BRANO FORNITO:
★ ★ ★ ★
Quando si cerca di spiegare la questione del "picco del petrolio" ci si trova a volte fronte a persone - tipicamente fra i politici - che non amano le sottigliezze e che tendono a a ridurre i problemi al loro minimo di complicazione. "Non mi interessa questa faccenda del picco," ci si sente dire, "voglio sapere quanto petrolio rimane."

Su questo punto, anche i più navigati dei "picchisti" dovranno ammettere che le riserve di petrolio rimanenti, al ritmo di estrazione attuale, potrebbero durare 40 anni. Questo è ben al di là della data delle prossime elezioni, al che il politico può archiviare la cosa, concludendo che non ci sono problemi in vista. Anche per molti non-politici che non sono più proprio imberbi, in questi termini la "fine del petrolio" sembrerebbe essere ben al di la dell'orizzonte temporale delle cose preoccupanti.
★ ★ ★ ★
RECORD FORNITI:
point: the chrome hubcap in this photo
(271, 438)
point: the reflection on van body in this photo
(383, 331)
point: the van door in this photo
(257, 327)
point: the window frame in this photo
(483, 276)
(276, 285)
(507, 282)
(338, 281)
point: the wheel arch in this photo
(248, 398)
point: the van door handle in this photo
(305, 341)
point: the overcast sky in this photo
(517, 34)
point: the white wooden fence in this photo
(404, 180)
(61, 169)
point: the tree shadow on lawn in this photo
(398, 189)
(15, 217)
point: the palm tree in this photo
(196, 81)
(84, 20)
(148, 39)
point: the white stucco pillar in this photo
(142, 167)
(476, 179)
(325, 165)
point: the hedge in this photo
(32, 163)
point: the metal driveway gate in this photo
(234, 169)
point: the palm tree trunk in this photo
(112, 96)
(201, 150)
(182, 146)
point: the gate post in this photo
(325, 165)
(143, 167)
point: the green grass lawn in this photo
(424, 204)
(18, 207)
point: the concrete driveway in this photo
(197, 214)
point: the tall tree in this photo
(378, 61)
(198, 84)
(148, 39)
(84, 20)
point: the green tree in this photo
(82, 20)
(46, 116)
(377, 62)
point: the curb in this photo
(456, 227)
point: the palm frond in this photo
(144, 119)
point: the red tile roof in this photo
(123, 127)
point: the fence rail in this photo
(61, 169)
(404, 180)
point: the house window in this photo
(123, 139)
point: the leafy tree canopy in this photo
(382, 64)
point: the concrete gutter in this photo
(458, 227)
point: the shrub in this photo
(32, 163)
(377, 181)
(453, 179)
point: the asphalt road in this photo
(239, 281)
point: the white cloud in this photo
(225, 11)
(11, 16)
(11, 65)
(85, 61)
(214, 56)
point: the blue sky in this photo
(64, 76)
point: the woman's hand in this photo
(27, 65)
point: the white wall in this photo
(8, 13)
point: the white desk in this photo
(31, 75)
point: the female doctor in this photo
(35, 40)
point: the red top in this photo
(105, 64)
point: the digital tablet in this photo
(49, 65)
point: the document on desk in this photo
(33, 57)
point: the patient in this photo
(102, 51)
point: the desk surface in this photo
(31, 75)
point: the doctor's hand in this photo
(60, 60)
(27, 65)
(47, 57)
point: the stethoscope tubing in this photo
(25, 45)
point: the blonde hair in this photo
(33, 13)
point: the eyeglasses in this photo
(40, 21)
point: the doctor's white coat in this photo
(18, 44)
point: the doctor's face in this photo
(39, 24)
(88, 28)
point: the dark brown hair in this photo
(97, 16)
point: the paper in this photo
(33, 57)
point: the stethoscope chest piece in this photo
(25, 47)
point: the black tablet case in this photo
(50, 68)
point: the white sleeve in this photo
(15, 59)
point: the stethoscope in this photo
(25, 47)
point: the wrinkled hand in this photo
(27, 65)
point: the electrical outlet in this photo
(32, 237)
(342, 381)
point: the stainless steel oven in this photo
★ ★ ★ ★
LAVORO DA SVOLGERE:
1/ Per favore, aggiorna il brano sul picco del petrolio da "Su questo punto, anche" fino a "delle cose preoccupanti." compreso, sostituendo "40 anni" con "50 anni".
2/ Secondo il brano sul picco del petrolio, quanto potrebbero durare le riserve di petrolio rimanenti al ritmo di estrazione attuale?
I record provengono da un'altra fonte.

RISPOSTE PER COMPITO:
1/
Su questo punto, anche i più navigati dei "picchisti" dovranno ammettere che le riserve di petrolio rimanenti, al ritmo di estrazione attuale, potrebbero durare 50 anni. Questo è ben al di là della data delle prossime elezioni, al che il politico può archiviare la cosa, concludendo che non ci sono problemi in vista. Anche per molti non-politici che non sono più proprio imberbi, in questi termini la "fine del petrolio" sembrerebbe essere ben al di la dell'orizzonte temporale delle cose preoccupanti.

2/ 40 anni.